__Source records__.

--------

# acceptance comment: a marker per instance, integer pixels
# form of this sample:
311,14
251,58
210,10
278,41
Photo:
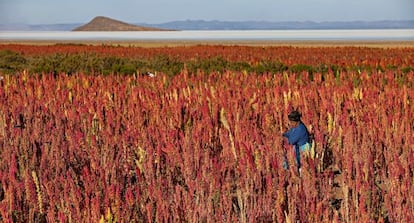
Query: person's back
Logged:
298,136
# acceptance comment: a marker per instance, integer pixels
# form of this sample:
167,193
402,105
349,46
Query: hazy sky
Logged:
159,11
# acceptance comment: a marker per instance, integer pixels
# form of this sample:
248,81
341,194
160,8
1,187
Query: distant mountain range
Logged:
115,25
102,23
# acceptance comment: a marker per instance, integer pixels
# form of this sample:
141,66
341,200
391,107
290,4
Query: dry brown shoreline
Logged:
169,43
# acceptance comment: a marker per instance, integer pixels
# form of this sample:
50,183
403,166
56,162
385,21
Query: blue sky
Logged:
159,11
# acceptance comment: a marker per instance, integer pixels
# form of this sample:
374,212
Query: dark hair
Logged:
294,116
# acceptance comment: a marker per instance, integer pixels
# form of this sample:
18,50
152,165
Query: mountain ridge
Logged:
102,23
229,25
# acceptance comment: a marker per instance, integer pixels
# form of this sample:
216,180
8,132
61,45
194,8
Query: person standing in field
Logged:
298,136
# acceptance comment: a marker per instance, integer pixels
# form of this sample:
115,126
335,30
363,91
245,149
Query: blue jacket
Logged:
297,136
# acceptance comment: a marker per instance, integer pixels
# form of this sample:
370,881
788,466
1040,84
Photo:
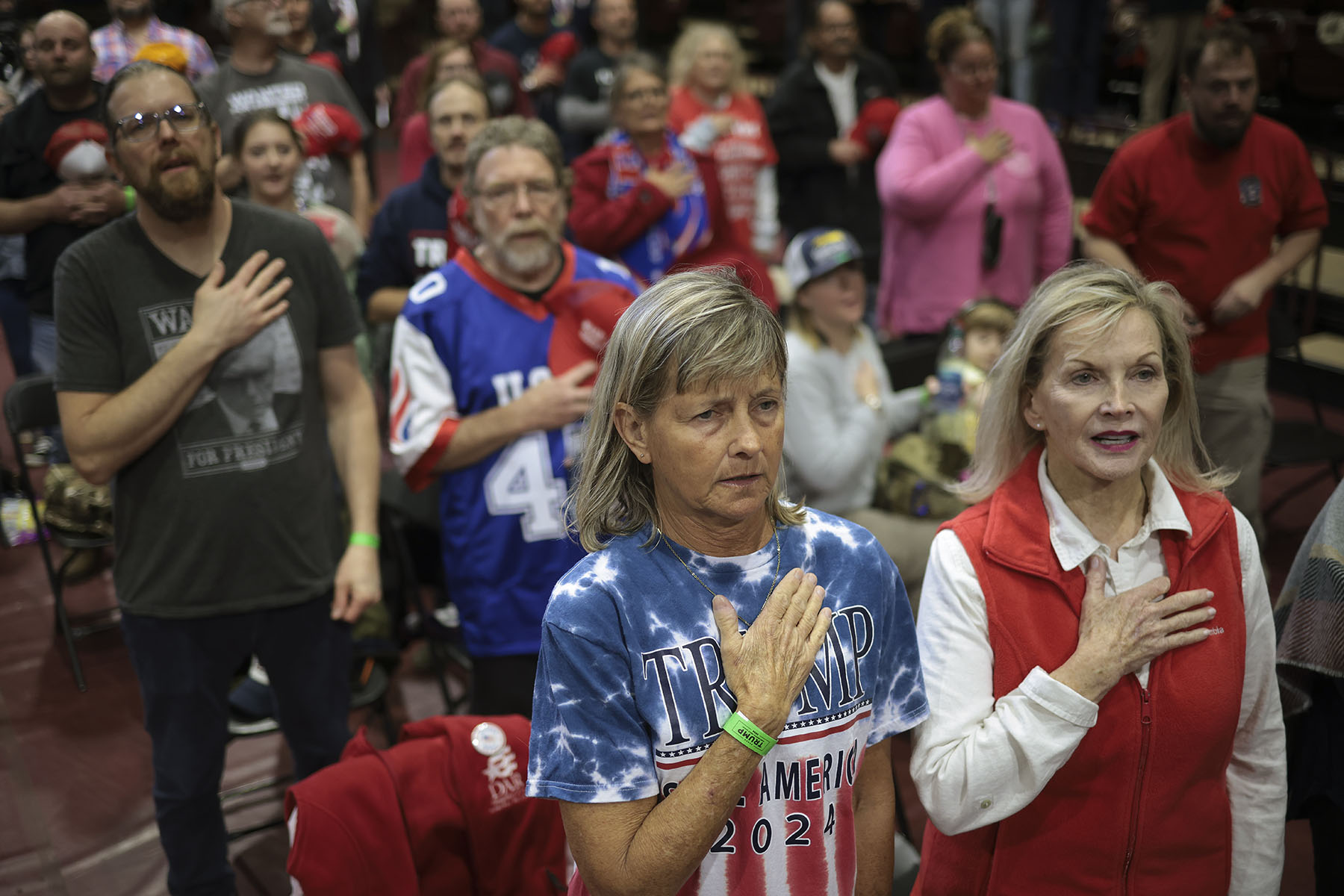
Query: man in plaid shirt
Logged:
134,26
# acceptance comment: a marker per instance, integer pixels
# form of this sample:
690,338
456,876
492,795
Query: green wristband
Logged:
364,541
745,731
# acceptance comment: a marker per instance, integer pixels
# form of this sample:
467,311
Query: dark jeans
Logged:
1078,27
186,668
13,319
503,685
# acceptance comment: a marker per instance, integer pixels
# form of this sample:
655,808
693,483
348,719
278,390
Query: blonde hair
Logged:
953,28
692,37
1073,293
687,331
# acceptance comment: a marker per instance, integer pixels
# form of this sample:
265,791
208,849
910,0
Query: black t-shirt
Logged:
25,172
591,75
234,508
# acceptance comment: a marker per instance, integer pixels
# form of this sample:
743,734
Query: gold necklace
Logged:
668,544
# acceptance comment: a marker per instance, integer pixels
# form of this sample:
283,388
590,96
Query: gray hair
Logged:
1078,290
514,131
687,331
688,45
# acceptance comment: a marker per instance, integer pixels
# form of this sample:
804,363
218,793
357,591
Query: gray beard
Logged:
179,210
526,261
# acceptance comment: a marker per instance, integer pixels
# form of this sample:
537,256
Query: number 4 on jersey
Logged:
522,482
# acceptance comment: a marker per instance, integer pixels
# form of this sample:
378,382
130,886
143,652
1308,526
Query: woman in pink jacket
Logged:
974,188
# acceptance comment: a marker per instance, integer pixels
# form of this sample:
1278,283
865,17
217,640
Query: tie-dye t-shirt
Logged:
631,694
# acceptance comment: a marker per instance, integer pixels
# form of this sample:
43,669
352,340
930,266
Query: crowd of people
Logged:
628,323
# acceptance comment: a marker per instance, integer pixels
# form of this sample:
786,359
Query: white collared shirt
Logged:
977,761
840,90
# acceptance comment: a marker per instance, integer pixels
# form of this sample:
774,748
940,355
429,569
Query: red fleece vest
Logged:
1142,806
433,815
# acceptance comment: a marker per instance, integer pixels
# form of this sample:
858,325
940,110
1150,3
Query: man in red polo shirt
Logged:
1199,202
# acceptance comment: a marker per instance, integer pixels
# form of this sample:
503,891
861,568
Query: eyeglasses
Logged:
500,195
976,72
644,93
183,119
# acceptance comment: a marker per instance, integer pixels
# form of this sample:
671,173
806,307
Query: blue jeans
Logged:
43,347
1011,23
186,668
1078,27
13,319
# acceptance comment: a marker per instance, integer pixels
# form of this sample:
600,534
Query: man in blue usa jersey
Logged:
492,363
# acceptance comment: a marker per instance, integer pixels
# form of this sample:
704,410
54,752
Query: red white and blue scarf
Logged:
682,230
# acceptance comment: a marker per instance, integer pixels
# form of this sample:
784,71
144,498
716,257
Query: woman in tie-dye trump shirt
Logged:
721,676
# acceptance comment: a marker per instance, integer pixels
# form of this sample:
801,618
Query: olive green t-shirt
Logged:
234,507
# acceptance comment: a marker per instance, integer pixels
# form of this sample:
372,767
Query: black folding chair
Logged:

--------

__Brief__. Except for the pictures, give all the material above again verbatim.

__Written reply__.
# acceptance comment: a marker per instance, integer pixels
# form of this sample:
311,14
251,58
210,10
278,41
Photo:
Query: person's back
Logged:
298,136
# acceptance comment: a marker per instance, integer pixels
# form of this sample:
167,193
402,105
349,46
Query: hazy sky
Logged:
159,11
# acceptance comment: a marker per instance, integer pixels
# form of this sample:
248,81
341,194
160,8
1,187
Query: distant mountain range
Logged:
115,25
102,23
# acceptance comment: a marker per instance, integer pixels
# form of this sample:
141,66
341,200
391,107
290,4
Query: dry brown shoreline
Logged:
169,43
# acceptance comment: a marker per instance, integer pixels
# form of this sample:
50,183
403,166
56,162
385,21
Query: blue sky
Logged:
159,11
# acceptance comment: a marker per instance, integer pixels
# form of this sample:
374,212
Query: dark hair
Logged:
294,116
# acceptance comment: a marker per instance, integer pixels
# form of this sample:
18,50
152,165
Query: mountain ridge
Logged:
102,23
229,25
# acceptance comment: a marker per instance, integer pixels
# form of this sample:
216,180
8,132
61,45
194,8
Query: person standing in field
Logged:
298,136
# acceptance comment: a marker per instance, integer pixels
# form of this sample:
115,126
335,30
363,91
245,149
Query: blue jacket
Logged:
297,136
# acceptance comment: a marker per instance, integer pixels
# form of this sample:
370,881
788,466
1040,84
Photo:
Query: man in plaid shirt
Logged:
134,26
# acceptance comment: a marker per instance, integer pixels
# form of this sample:
690,338
456,876
492,795
Query: green wristband
Logged:
364,541
745,731
# acceptance comment: a marker per instance, integer pixels
# form of this sample:
467,311
Query: dark jeans
Logged:
1078,27
186,668
13,319
503,685
# acceptance comment: a marker per instance, integer pixels
# form of this sample:
655,808
693,483
348,719
278,390
Query: blonde hair
Logged:
953,28
692,37
1073,293
687,331
# acceptance comment: a marker per instance, integer pixels
# form of this sample:
265,791
208,849
910,0
Query: black t-shirt
Logged:
25,172
591,75
234,508
# acceptance comment: a marker per instance, integer pixels
# form of this sample:
743,734
Query: gold necklace
Logged:
668,544
# acceptance comment: a marker per instance, integer pixels
# form of this sample:
283,388
590,96
Query: gray hair
Logged:
1078,290
514,131
687,331
688,45
# acceptance comment: a marker per instance, integer pixels
# form of this sample:
804,363
218,793
357,591
Query: gray beard
Logged:
179,210
526,261
# acceptance comment: a marker per instance, integer pixels
# form of this sample:
537,256
Query: number 4 on jersey
Logged:
522,482
# acceptance comment: a marker per instance, integer pixels
# form of this sample:
378,382
130,886
143,652
1308,526
Query: woman in pink jacket
Logged:
974,188
# acceptance comment: a marker per instance, integer pixels
# form of this sample:
1278,283
865,17
217,640
Query: tie-dye t-shirt
Logged:
631,694
# acceptance comment: a marker per instance, integer pixels
# form of this sample:
43,669
352,340
930,266
Query: crowd of people
Logged:
628,323
# acceptance comment: a marker per instance, integer pixels
# form of this sample:
786,359
Query: white collared shirt
Logged:
977,761
840,90
# acceptance comment: a marker per instance, integer pixels
# form of this sample:
774,748
940,355
429,569
Query: red fleece vest
Logged:
1142,806
433,815
# acceptance comment: a marker per instance, integer pixels
# form of this sample:
858,325
940,110
1150,3
Query: man in red polo shirt
Logged:
1199,202
# acceptance comment: a marker per instance, integer pixels
# form of this sample:
503,891
861,568
Query: eyeglasses
Logged:
500,195
976,72
644,93
183,119
# acceptance comment: a marker per instance, integer pixels
# form of this sample:
671,173
806,307
Query: blue jeans
Logged:
43,347
1011,23
186,668
1078,27
13,319
# acceptance comment: a marker per instance, integer pixels
# form of this sample:
600,534
Query: man in blue usa jersey
Logged:
492,363
# acceptance comment: a marker per instance, integer pixels
# form of this sample:
704,410
54,752
Query: red white and blue scarf
Logged:
682,230
# acceptance comment: a marker per instance, integer pixels
# form of this sample:
784,71
144,498
716,257
Query: woman in tie-dye trump shirt
Logged:
721,676
# acceptance comment: a marker per instance, integer pixels
# form of this sample:
801,618
Query: olive green t-shirt
Logged:
234,507
# acceptance comment: a marker per instance, integer pixels
# form of this sample:
372,767
Query: black folding chair
Logged:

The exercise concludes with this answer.